■ **Work required**
Print the records below exactly, leaving out nothing.

[Start of Attachment]

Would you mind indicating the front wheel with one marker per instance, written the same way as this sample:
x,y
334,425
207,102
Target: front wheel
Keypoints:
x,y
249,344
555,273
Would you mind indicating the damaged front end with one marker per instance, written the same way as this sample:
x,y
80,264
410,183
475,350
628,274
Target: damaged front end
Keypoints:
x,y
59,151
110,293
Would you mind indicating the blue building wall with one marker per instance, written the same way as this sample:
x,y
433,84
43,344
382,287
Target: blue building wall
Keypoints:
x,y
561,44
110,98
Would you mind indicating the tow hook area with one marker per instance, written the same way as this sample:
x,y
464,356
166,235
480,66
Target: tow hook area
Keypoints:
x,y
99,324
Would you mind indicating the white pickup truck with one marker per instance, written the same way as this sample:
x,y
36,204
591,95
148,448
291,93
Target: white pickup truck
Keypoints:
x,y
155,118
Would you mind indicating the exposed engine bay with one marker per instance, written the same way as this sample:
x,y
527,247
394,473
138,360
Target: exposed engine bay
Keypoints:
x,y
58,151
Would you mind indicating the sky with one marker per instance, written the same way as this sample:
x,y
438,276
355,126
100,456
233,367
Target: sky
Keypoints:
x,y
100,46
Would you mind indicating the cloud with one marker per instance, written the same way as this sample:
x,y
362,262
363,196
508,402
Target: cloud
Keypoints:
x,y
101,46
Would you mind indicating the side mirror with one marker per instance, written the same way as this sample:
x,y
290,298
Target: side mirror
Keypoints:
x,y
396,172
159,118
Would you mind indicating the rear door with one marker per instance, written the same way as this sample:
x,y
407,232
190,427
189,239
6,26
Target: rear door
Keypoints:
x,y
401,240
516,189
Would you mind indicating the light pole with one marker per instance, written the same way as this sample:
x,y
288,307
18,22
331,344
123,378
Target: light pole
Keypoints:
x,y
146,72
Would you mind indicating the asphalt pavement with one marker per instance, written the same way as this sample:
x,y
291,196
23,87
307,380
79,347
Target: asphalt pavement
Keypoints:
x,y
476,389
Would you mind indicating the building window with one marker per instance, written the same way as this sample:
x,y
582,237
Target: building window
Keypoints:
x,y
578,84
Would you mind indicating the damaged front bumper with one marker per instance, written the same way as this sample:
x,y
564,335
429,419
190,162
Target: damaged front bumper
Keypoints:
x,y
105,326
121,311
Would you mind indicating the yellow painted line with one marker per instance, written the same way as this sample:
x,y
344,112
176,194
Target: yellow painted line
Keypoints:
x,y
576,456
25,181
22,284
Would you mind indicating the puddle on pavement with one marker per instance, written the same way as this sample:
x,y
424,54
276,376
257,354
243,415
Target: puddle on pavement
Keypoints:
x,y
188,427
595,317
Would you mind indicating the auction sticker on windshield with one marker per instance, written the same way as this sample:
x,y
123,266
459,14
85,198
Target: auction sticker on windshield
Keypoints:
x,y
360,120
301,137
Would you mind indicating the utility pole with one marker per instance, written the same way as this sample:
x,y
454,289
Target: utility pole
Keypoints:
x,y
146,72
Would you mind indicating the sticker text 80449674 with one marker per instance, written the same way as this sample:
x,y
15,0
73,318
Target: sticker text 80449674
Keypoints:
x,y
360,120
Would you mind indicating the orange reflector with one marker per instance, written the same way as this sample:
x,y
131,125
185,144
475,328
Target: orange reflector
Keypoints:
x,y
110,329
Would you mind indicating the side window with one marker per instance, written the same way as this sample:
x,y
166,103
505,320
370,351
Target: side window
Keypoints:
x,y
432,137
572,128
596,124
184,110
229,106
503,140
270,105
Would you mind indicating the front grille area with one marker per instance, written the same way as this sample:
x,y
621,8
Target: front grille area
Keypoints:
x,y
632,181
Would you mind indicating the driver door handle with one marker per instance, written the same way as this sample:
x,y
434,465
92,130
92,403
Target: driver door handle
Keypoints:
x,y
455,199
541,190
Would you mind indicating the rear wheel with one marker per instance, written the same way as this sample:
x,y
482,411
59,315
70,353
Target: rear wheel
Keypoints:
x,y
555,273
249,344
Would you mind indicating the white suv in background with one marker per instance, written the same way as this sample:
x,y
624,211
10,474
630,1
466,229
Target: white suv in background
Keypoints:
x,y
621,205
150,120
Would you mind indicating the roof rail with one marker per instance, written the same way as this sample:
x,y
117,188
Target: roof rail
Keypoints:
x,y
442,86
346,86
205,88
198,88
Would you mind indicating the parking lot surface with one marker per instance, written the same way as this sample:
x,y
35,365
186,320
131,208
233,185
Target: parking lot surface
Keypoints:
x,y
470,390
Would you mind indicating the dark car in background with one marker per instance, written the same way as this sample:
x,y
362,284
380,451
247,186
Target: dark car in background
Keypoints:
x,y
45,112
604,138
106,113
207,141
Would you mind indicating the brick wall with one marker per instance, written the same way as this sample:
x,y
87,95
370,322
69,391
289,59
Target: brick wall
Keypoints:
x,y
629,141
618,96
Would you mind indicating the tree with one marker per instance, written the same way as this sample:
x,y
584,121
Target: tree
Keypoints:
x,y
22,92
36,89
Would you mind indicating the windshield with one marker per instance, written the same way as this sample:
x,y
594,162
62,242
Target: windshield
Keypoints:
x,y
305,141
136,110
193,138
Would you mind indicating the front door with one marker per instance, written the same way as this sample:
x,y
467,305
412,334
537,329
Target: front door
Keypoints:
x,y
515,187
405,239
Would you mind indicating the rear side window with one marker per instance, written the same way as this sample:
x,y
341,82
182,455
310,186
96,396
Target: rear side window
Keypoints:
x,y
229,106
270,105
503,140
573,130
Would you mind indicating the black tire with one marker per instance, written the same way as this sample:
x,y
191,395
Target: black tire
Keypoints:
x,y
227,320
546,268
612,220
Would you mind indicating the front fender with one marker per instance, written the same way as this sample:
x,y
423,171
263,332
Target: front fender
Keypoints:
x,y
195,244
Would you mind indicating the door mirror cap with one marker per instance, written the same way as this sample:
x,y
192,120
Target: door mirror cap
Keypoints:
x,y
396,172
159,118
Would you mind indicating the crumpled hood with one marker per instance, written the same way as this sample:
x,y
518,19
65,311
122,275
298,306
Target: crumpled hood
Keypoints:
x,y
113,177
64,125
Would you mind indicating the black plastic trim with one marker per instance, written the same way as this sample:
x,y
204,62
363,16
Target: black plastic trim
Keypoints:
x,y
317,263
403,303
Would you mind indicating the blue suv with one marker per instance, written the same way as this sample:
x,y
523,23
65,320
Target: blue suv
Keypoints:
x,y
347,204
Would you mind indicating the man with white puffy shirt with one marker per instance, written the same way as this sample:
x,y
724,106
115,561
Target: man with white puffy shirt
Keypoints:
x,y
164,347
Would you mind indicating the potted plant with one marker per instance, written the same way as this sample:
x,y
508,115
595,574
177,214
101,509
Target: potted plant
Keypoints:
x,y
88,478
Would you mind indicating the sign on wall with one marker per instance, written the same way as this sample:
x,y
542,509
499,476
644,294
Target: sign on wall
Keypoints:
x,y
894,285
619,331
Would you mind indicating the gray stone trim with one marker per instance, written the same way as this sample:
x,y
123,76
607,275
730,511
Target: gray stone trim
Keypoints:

[End of Attachment]

■ **Exercise answer**
Would you mind indicating the front wheel with one marker per instance, written the same way as this sample:
x,y
334,425
207,102
Target: front wheel
Keypoints:
x,y
249,344
555,273
Would you mind indicating the damaged front end with one marker per instance, written the same way as this sample:
x,y
80,264
410,183
475,350
628,274
Target: damaged front end
Keypoints:
x,y
59,151
110,293
Would you mind indicating the blue building wall with one marker per instance, written the same way as this sample:
x,y
433,84
43,344
382,287
Target: blue building wall
Keypoints:
x,y
561,44
110,98
Would you mind indicating the tow hook area with one marker per instance, written the same way as this sample:
x,y
464,356
166,235
480,66
Target: tow hook area
Keypoints:
x,y
99,324
Would you mind indicating the white pickup truck with one marker per instance, written the same way as this sample:
x,y
36,204
591,95
148,448
291,93
Target: white pickup truck
Keypoints:
x,y
155,118
Would you mind indicating the exposed engine bay with one marker per instance, written the same way as this sample:
x,y
527,247
394,473
138,360
Target: exposed engine bay
Keypoints:
x,y
58,151
Would you mind indicating the sky with one marker per instance, written the same way as this sample:
x,y
438,276
355,126
100,456
233,367
Target: sky
Keypoints:
x,y
100,46
Would you mind indicating the cloud with one marker per instance, written the same way as this sample:
x,y
362,262
363,196
508,402
Target: cloud
Keypoints:
x,y
101,46
Would you mind indicating the side mirror with one marker per instance, written the same way as this sample:
x,y
290,298
Target: side mirror
Keypoints:
x,y
396,172
159,118
Would you mind indicating the rear door with one marker per instance, written the same way as this sample:
x,y
407,232
190,427
189,239
6,26
Target: rear door
Keypoints:
x,y
401,240
516,189
Would you mind indicating the light pole with one marker per instance, written the same way as this sample:
x,y
288,307
18,22
331,344
123,378
Target: light pole
Keypoints:
x,y
146,72
Would you mind indicating the asphalt pavement with one marker per instance, written the same way as this sample:
x,y
291,196
23,87
307,380
79,347
Target: asphalt pavement
Keypoints:
x,y
476,389
Would you mind indicating the building window with one marker per instance, written the same way as this sample:
x,y
582,237
Target: building window
Keypoints:
x,y
578,84
Would you mind indicating the damaged front bumper with one marker per instance, written the same way as this sample:
x,y
564,335
429,419
190,162
Target: damaged front bumper
Keypoints:
x,y
105,326
121,311
Would you mind indicating the yellow painted line with one marker per instance, written the same way as this sample:
x,y
344,112
176,194
Target: yellow painted line
Keypoints:
x,y
576,456
25,181
22,284
Would you mind indicating the puddle on pavement with one marker per instance, written the same way as this sample:
x,y
424,54
276,376
257,354
243,415
Target: puddle on pavement
Keypoints:
x,y
188,427
595,317
Would you mind indicating the auction sticker on windshield with one marker per instance, written the same way as this sample:
x,y
123,266
459,14
85,198
Target: auction sticker on windshield
Keypoints:
x,y
360,120
301,137
Would you mind indicating the utility pole with one marker per instance, written the same way as this sample:
x,y
454,289
Target: utility pole
Keypoints:
x,y
146,72
Would you mind indicating the sticker text 80449674 with one marker per instance, written the same way as this sample:
x,y
15,0
73,318
Target: sticker text 80449674
Keypoints:
x,y
360,120
Would you mind indicating the orange reflector with one marker per instance, written the same way as this sample:
x,y
131,125
185,144
475,328
Target: orange reflector
Keypoints:
x,y
110,329
Would you mind indicating the side window with one marker per instance, written the same way as this sample:
x,y
166,103
505,320
370,351
Target: side window
Keypoints:
x,y
432,137
572,128
596,124
184,110
229,106
503,140
270,105
Would you mind indicating the front grille area with one marker per instance, written the same way as this sample:
x,y
621,8
Target: front grille area
Keypoints:
x,y
632,181
Would you mind indicating the driver door handle with one marker per instance, written the same way as this sample:
x,y
434,465
92,130
92,403
Target: driver door handle
Keypoints:
x,y
455,199
541,190
Would you mind indicating the rear wheel with one marker per instance, written the same way as this sample:
x,y
482,411
59,315
70,353
Target: rear wheel
Keypoints:
x,y
555,273
249,344
Would you mind indicating the white suv in background with one marker per instance, written the same way as this sample:
x,y
624,211
10,474
630,1
466,229
Target: white suv in background
Keypoints:
x,y
621,205
150,120
Would you mind indicating the roof rail with one marker per instance, written the same way as this sample:
x,y
117,188
Target: roof rail
Keypoints:
x,y
442,86
346,86
205,88
198,88
Would you mind indicating the parking lot surface with one marker per instance, written the same way as this sample:
x,y
35,365
186,320
131,208
233,185
Target: parking lot surface
Keypoints:
x,y
470,390
Would you mind indicating the dark car in background with one marker per instance, written the same way as this sample:
x,y
362,284
380,451
247,186
Target: dark car in background
Keypoints:
x,y
45,112
604,138
106,113
207,141
Would you mind indicating the brick wall with one marker per instance, written the same way as this sample:
x,y
87,95
370,322
69,391
289,59
Target: brick wall
Keypoints:
x,y
629,141
618,96
Would you mind indicating the tree with one marker per instance, written the same way as this sample:
x,y
584,121
Target: tree
Keypoints:
x,y
22,92
36,89
Would you mind indicating the windshield with one marker per instance, written the same way as this sample:
x,y
594,162
62,242
Target: windshield
Keypoints:
x,y
305,141
136,110
193,138
Would you mind indicating the front door with one marker per instance, written the same way as this sample:
x,y
467,305
412,334
537,329
Target: front door
Keypoints:
x,y
515,187
405,239
Would you mind indicating the rear side window with one marker per instance, written the same way as this sample:
x,y
341,82
182,455
310,186
96,396
Target: rear side window
Keypoints:
x,y
229,106
270,105
503,140
573,130
Would you mind indicating the black tire with one marker per instance, written the same way as this sample:
x,y
191,395
Target: black tire
Keypoints:
x,y
227,320
546,268
612,220
Would you mind indicating the front fender with one marker per instance, written the same way as this sample:
x,y
423,171
263,332
Target: front fender
Keypoints:
x,y
195,244
Would you mind indicating the door mirror cap with one marker per instance, written the same way as this sample:
x,y
192,120
Target: door mirror cap
Keypoints:
x,y
396,172
159,118
Would you mind indicating the crumpled hood with one marker per instance, written the same way as this sample:
x,y
518,19
65,311
122,275
298,306
Target: crumpled hood
Keypoints:
x,y
113,177
64,125
Would you mind indicating the black plastic trim with one marker per instance, written the same way as this sample:
x,y
204,62
363,16
Target: black plastic trim
Keypoints:
x,y
317,263
403,303
Would you mind indicating the blue suv with one marker per instance, written the same way as this sample:
x,y
523,23
65,320
Target: blue suv
Keypoints:
x,y
347,204
Would you mind indicating the man with white puffy shirt with one marker per instance, written the same way as this sample:
x,y
724,106
115,561
Target: man with white puffy shirt
Keypoints:
x,y
164,347
Would you mind indicating the potted plant with one marker per instance, written the same way as this sample:
x,y
508,115
595,574
177,214
101,509
Target: potted plant
Keypoints:
x,y
88,478
Would you mind indicating the sign on wall with one marker per instance, written the same way as this sample:
x,y
542,509
499,476
644,294
Target: sign on wall
Keypoints:
x,y
894,285
619,331
Would you mind indicating the gray stone trim with one marker per instance, written the same way as this sample:
x,y
123,76
607,275
730,511
Target: gray stone trim
Keypoints:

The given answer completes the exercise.